PASSAGE
White waves rolled on a stiff northwest wind. The air smelled damp, heavy with the mist of water roiling over the rock-strewn shoal. Between the clouds, the noonday sun mapped the strait’s depths, separating the shallows from the cold abyss with graduating shades of watery tan, forest green and deep navy blue. As I recall, it was early August, about 1770. I was a lad of twenty, and it was my first visit to the fort at Michilimackinac.
The fort’s water gates were open and unguarded, which perplexed me. Outside a Canot du Nord rested on its gunnel with a tarp staked firm and stretched tight over the hull, providing shelter from the wind. A voyageur in a white capote gazed out across the lake, longing for the paddle, but the wind pressed constant, shy of a howl.
Even within the palisades rattails blew in my eyes, to say nothing of the fine sands of Lake Michigan. I stepped behind a trader’s house and pulled the black silk headscarf lower, hoping at the least to control the unruly wisps of hair. As I stood, the white capped waves filled the fort with a rattling, tympanic rumble; and all the while the British Red Ensign snapped and popped just below the gold ball atop the pine flagpole in the middle of the parade ground.
I remember hearing a fife’s melody coming from within the guardhouse. A British soldier, a member of the King’s 8th and a veteran of three winters at Michilimackinac, sat on the far corner of a bunk with the wooden fife to his lips, serenading no one in particular. He glanced at the door where I stood, nodded and returned to his leisure.
Around the corner I dallied at the Church of St. Anne. Finding the sanctuary empty, I slipped into the last pew, prayed for a moment and reflected on the sights I had seen thus far on that journey. In due time, the smell of pastries attracted me to the north door of what was called Langlade’s house. On a table in front of the hearth, a young woman had just cut circles from fresh-made dough. I startled her when I spoke. She was preparing the blackberries for the tarts’ centers and dropped one on the floor. The conversation was short, for the other hunter found me and told me his business at the fort was done and that we must leave. We spent that night and the next day in the forest to the west, waiting on the wind.
Memories of Fort Michilimackinac
Memories created at Colonial Michilimackinac have a special place in my heart and the stories of my alter ego. I remember visiting the fort as a youngster as it was being re-constructed, based on the archeological record; the Mackinac Bridge was new then, too. I recall thinking how cool it was to be able to dress up like a Red Coat and fire those big flintlock muskets. Little did I know what the future held for me.
In a way, the fort’s history represents a bit of a problem for my persona, a hunter from the lower Great Lakes in the 1790s: the fort was relocated to Mackinac Island in 1780 and the remaining palisades and building parts that were not moved were burned—nothing of Fort Michilimackinac existed in 1790.
As traditional black powder hunters, we often get so embroiled in re-creating a single chase recounted in an old journal that we fail to see the need for adding depth to our character’s life. On a number of occasions I have concentrated on one historical day, only to be disappointed with the results of that sojourn. Upon reflection I have come to the conclusion that those particular efforts were more two dimensional than three dimensional. True, the main purpose of traditional hunting is to put food on the table and to do so in a period-correct manner, but the richness of the portrayal is dependent upon the diversity of 18th-century moments that our persona experiences along the way.

RECORDED INFORMATION
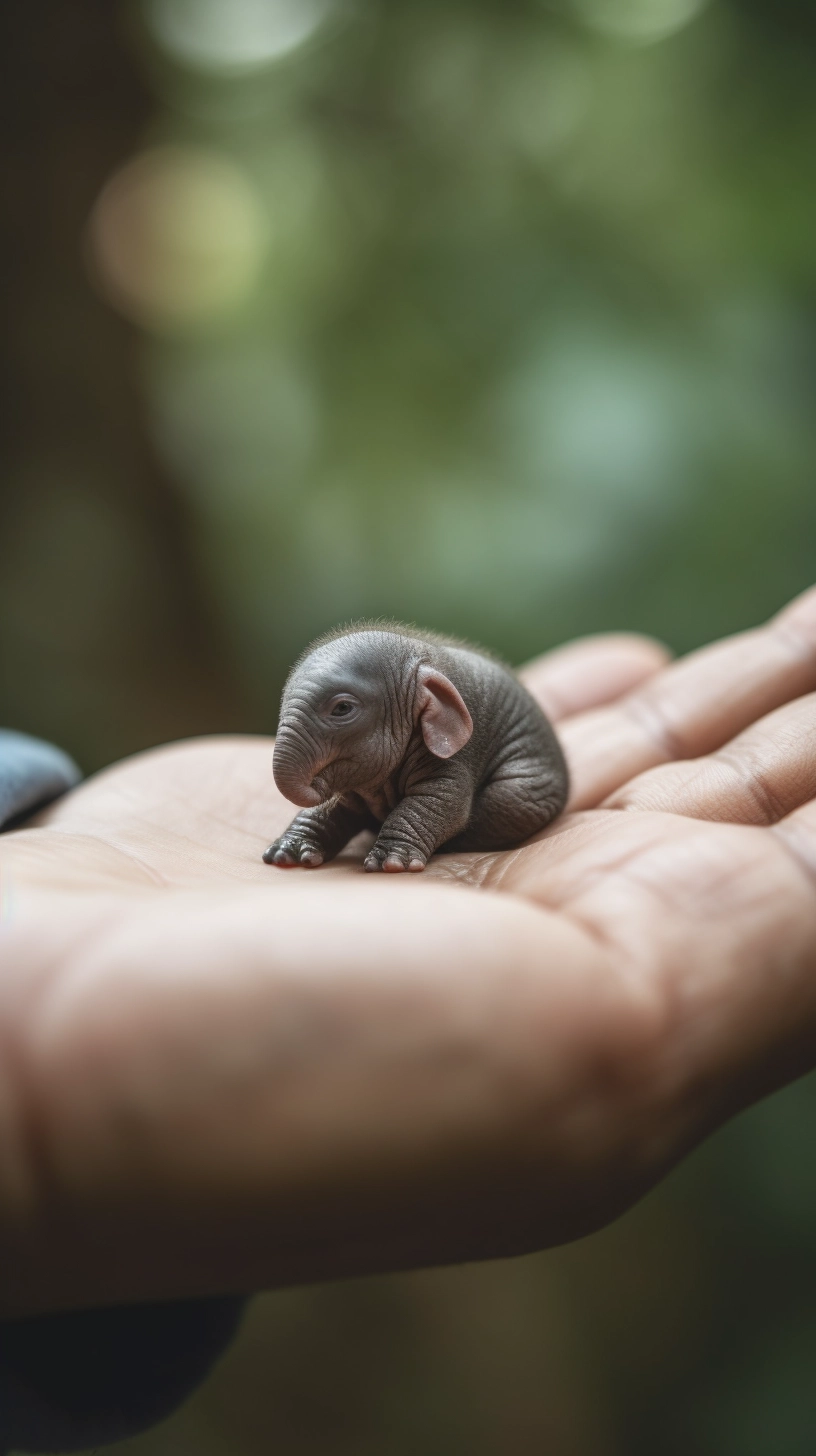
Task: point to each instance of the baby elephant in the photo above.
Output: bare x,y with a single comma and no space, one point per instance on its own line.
421,738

OBJECTIVES
**A.** Decide whether each statement agrees with the Fort Michilimackinac text above. Answer yes or no for each, and quote the words from the text that settle it.
(i) The narrator was twenty years old on the first visit to the fort.
(ii) The fort was relocated to Mackinac Island in 1790.
(iii) The soldier playing the fife had spent three winters at Michilimackinac.
**B.** In the Fort Michilimackinac text, shorten the paragraph that begins "As traditional black powder hunters" and keep its main facts.

SOLUTION LIST
**A.**
(i) Yes: "I was a lad of twenty, and it was my first visit to the fort at Michilimackinac."
(ii) No: "the fort was relocated to Mackinac Island in 1780"
(iii) Yes: "a veteran of three winters at Michilimackinac"

**B.** Traditional black powder hunters often focus so closely on re-creating a single chase from an old journal that they fail to give their character's life depth. Several times the writer has concentrated on one historical day, been disappointed, and judged those efforts two dimensional rather than three dimensional. Traditional hunting mainly aims to put food on the table in a period-correct way, but a rich portrayal depends on the variety of 18th-century moments the persona experiences.